TASK BRIEF:
Write out all of the data below verbatim, line by line, without altering anything.

-- start INPUT RECORDS --

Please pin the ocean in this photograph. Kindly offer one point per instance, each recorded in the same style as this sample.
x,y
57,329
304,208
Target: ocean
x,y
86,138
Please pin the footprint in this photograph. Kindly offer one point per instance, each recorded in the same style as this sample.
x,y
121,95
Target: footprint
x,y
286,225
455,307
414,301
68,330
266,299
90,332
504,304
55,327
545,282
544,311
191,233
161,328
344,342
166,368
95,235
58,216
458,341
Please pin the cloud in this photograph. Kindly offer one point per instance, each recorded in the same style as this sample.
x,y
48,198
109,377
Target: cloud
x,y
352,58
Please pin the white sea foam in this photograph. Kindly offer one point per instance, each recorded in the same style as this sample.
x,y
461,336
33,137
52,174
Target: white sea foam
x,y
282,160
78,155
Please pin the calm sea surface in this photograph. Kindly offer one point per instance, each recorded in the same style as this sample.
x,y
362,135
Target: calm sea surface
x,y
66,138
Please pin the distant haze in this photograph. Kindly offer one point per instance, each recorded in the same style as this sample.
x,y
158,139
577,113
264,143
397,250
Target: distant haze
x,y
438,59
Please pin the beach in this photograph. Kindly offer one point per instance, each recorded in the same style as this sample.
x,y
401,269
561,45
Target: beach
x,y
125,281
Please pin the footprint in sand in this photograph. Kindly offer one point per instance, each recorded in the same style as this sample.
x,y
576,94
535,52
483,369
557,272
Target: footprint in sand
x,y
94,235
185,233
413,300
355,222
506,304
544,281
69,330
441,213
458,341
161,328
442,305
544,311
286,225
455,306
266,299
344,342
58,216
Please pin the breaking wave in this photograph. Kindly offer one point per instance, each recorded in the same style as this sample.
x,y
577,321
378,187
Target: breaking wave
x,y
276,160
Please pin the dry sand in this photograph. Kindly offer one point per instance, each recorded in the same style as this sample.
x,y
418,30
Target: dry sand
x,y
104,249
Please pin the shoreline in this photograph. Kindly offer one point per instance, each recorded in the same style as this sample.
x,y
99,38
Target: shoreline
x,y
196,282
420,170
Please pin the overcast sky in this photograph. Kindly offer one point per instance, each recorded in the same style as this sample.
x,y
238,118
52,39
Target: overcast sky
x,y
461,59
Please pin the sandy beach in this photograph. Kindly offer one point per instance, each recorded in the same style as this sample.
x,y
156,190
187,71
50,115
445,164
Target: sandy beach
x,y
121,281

-- end INPUT RECORDS --

TASK RESULT:
Please pin the ocean in this photograph. Kindly offer one point per instance, each recorded in the same style as this sample.
x,y
57,329
304,208
Target: ocean
x,y
86,138
Please pin the footprint in this photograph. Kindly offer one point per instance, each recorded in the same style as this sample.
x,y
121,95
Target: footprint
x,y
286,225
455,307
414,301
68,330
266,299
90,332
504,304
55,327
545,282
544,311
191,233
161,328
344,342
166,368
95,235
58,216
458,341
Please pin the cloud in this photograph. Kindly offer one point per instance, each recorded in the same style as this sample.
x,y
48,198
109,377
Target: cloud
x,y
352,58
Please pin the white sea foam in this photograph. Kindly offer one point per instance, each recorded in the same style as this sample.
x,y
461,336
33,137
52,174
Target: white sea foam
x,y
282,160
78,155
Please pin the calm sea surface in this photograph. Kindly offer one point per instance, each recorded in the same style as this sample.
x,y
362,135
Target: calm sea surface
x,y
66,138
Please pin the distant haze in this photograph. Kindly offer one point per instance, each recorded in the same style as this sample.
x,y
158,139
577,113
264,143
397,250
Target: distant haze
x,y
438,59
Please pin the beach in this photograph. Kindly offer one point per instance, each recorded in the same style as this sample.
x,y
401,269
561,45
Target: beach
x,y
125,281
Please pin the footprint in sand in this photograph. Kindly offer one point per instance, each recorded in the same style as this sample.
x,y
576,94
535,52
483,369
557,272
Target: footprint in sand
x,y
94,235
185,233
413,300
355,222
506,304
544,281
69,330
441,213
458,341
161,328
442,305
544,311
286,225
455,306
266,299
344,342
58,216
Please pin the breaking wave in this photograph. Kindly offer one point per instance, each recorded in the same style as this sample.
x,y
577,321
378,187
Target: breaking wave
x,y
276,160
Please pin the dry sand in this photograph. Kindly offer one point per instance, each recorded in the same style as this sample.
x,y
418,30
Target: dry sand
x,y
104,249
Please pin the shoreline in this photograph. Kindly offer one point per instance, each recorded in the same style as this sample.
x,y
99,38
Target: shoreline
x,y
196,282
420,170
Please pin the overcast sky in this photograph. Kindly offer one point per instance, each recorded in the same style as this sample.
x,y
238,118
52,39
Target: overcast sky
x,y
461,59
Please pin the sandy beach in this photograph. Kindly offer one point per instance, each recorded in the same style as this sample.
x,y
156,190
187,71
50,115
445,164
Target: sandy beach
x,y
121,281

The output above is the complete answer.